[Start of MATERIAL PROVIDED]
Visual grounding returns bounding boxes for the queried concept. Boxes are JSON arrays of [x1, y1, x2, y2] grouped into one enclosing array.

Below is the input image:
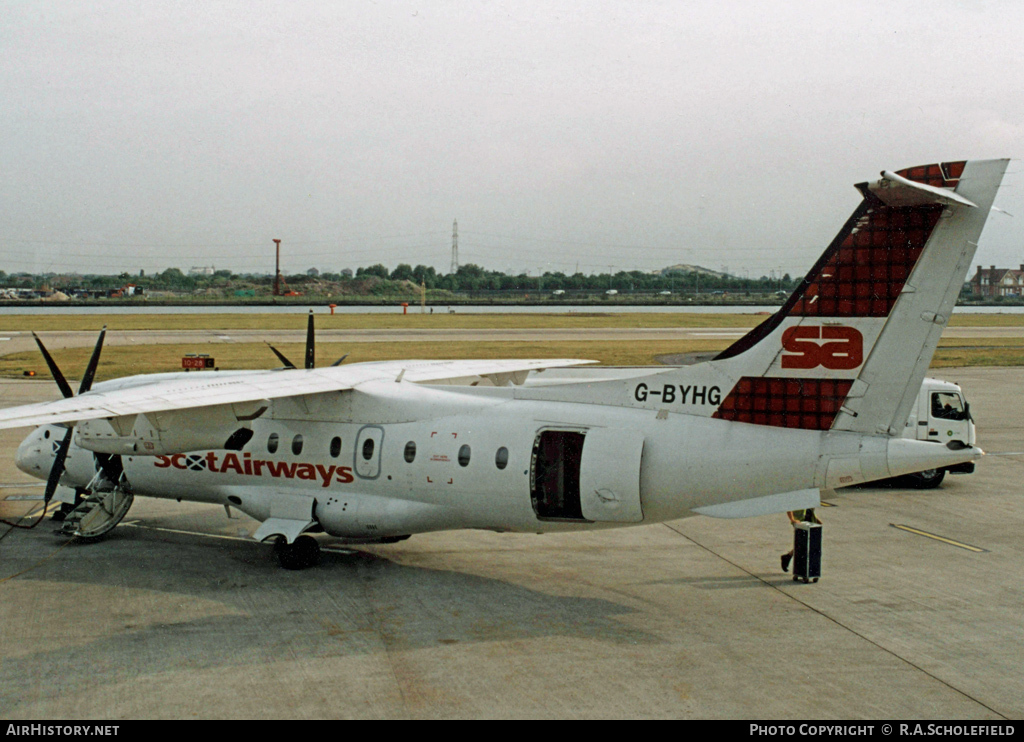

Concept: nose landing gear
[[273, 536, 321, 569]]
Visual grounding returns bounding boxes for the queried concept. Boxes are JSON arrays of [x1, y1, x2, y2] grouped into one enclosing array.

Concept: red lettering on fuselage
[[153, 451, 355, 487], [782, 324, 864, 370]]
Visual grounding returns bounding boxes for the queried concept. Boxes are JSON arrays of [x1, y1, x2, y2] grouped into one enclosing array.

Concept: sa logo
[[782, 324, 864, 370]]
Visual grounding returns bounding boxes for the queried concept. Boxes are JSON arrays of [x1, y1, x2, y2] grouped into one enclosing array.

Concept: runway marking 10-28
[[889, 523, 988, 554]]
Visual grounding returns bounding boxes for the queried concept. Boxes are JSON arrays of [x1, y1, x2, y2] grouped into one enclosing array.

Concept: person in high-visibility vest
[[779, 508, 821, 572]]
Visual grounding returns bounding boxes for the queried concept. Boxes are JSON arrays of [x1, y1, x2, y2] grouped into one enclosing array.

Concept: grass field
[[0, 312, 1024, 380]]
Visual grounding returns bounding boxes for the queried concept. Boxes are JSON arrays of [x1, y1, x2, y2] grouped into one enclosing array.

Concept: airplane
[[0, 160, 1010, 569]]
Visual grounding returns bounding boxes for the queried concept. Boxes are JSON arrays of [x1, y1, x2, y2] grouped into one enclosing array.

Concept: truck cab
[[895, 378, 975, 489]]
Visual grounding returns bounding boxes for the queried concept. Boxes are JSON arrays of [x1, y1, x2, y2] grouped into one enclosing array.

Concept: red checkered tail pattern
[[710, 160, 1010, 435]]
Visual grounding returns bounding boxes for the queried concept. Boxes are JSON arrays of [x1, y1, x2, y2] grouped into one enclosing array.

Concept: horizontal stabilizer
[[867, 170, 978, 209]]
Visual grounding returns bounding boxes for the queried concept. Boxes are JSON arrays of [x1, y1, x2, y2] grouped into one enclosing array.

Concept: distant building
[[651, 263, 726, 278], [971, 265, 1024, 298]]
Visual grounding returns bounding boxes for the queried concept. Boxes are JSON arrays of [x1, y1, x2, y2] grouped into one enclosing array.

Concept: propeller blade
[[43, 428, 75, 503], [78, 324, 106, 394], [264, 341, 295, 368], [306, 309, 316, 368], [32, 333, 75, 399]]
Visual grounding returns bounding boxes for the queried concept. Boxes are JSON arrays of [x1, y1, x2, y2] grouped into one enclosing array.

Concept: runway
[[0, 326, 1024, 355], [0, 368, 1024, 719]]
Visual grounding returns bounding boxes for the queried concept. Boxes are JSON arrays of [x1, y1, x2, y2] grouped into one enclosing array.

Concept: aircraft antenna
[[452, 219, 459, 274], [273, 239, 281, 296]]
[End of MATERIAL PROVIDED]
WHAT IS BEING ASKED:
Lay out every line of all the records above as a Markdown table with a Number column and an Entry column, skipping blank lines and leaving the pictures out.

OUTPUT BELOW:
| Number | Entry |
|---|---|
| 1 | Visual grounding returns bounding boxes for the queried concept. Boxes are JSON arrays of [x1, y1, x2, y2] grouped into one enclosing array. |
| 2 | Below is the input image: |
| 3 | Concept: nose landing gear |
| 4 | [[273, 536, 321, 569]] |
| 5 | Visual grounding returns bounding boxes for the queried concept. Boxes are JSON arrays of [x1, y1, x2, y2] grouped into one enclosing array. |
| 6 | Concept: red lettering on fuselage |
| 7 | [[153, 451, 355, 487], [782, 324, 864, 370]] |
| 8 | Visual grounding returns bounding boxes for the queried concept. Boxes are JSON arrays of [x1, y1, x2, y2] grouped into one enclosing array. |
| 9 | Concept: sa logo |
| 10 | [[782, 324, 864, 370]] |
| 11 | Visual grounding returns bounding boxes for the queried concept. Boxes are JSON arrays of [x1, y1, x2, y2] grouped into one enclosing array. |
| 12 | Concept: runway marking 10-28 |
| 13 | [[889, 523, 988, 554]] |
| 14 | Visual grounding returns bounding boxes for the queried concept. Boxes are JSON arrays of [x1, y1, x2, y2] grouped into one enclosing array. |
| 15 | Concept: person in high-visibility vest |
| 16 | [[779, 508, 821, 572]] |
| 17 | Visual grounding returns bounding boxes for the queried concept. Boxes are JSON arrays of [x1, y1, x2, y2] grouped into one enclosing array. |
| 18 | Concept: grass field |
| 19 | [[0, 312, 1024, 380]] |
| 20 | Visual grounding returns bounding boxes for the queried concept. Boxes are JSON arrays of [x1, y1, x2, y2] grouped into one enclosing array. |
| 21 | Concept: airplane |
| 22 | [[0, 160, 1010, 569]] |
| 23 | Visual grounding returns bounding boxes for the queried concept. Boxes are JSON arrays of [x1, y1, x2, y2] grouped into one enclosing array. |
| 24 | Concept: truck cab |
| 25 | [[895, 378, 975, 489]] |
| 26 | Visual grounding returns bounding boxes for the queried concept. Boxes are JSON arrays of [x1, y1, x2, y2] grouped into one enclosing array. |
| 27 | Concept: red checkered tail pattern |
| 28 | [[710, 160, 1010, 435]] |
| 29 | Visual grounding returns bounding boxes for the queried concept. Boxes are JSON arrays of [x1, y1, x2, y2] grouped into one enclosing array. |
| 30 | Concept: horizontal stabilizer |
| 31 | [[867, 170, 978, 209]] |
| 32 | Visual grounding returns bounding boxes for the queried concept. Boxes are JSON arrays of [x1, y1, x2, y2] grouped into one enclosing array. |
| 33 | Concept: distant building |
| 34 | [[651, 263, 726, 278], [971, 265, 1024, 298]] |
| 35 | Visual grounding returns bounding boxes for the queried concept. Boxes are JSON arrays of [x1, y1, x2, y2] grouped into one enclosing array. |
| 36 | Concept: propeller blade |
| 37 | [[43, 428, 75, 503], [78, 324, 106, 394], [264, 341, 295, 368], [306, 309, 316, 368], [32, 333, 75, 399]] |
| 38 | Visual grounding returns bounding boxes for the queried concept. Boxes are JSON arrays of [x1, y1, x2, y2] grouped into one enclosing array. |
| 39 | Concept: runway |
| 40 | [[0, 326, 1024, 355], [0, 368, 1024, 719]] |
| 41 | Visual grounding returns bounding boxes for the queried concept. Boxes are JSON arrays of [x1, y1, x2, y2] grouped into one enclosing array. |
| 42 | Concept: aircraft antenna |
| 43 | [[452, 219, 459, 274], [273, 239, 281, 296]] |